Instructions for the task: Format the rows below as a two-column CSV with the header request,answer and one line per row, putting each row's text and its answer in quoted fields with line breaks replaced by spaces. Leave the pictures out.

**** Data supplied

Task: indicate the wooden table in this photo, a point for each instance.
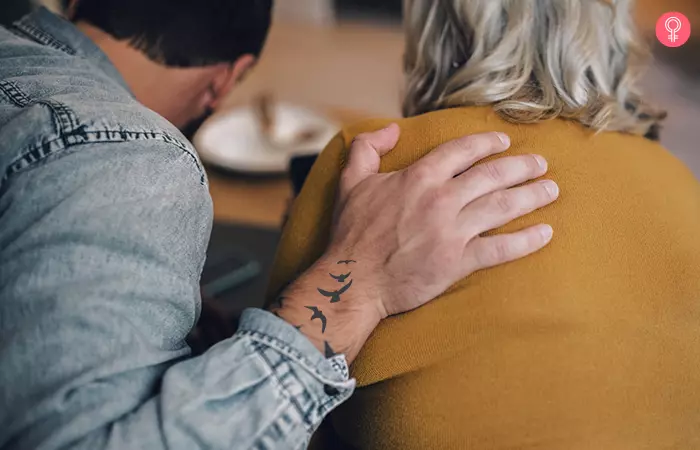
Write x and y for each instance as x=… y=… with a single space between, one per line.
x=338 y=70
x=258 y=201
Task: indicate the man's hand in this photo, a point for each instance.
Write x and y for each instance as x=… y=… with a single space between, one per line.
x=401 y=239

********

Answer to this task:
request,answer
"Task: indicate the wooden table in this photo, a point for each instance. Write x and y for each instance as x=… y=… with a single space between, one per line.","x=338 y=70 x=258 y=201"
"Task: indicate the man's hand in this photo, a point for each instance. Write x and y for each instance as x=… y=… with a single space between, one per line.","x=401 y=239"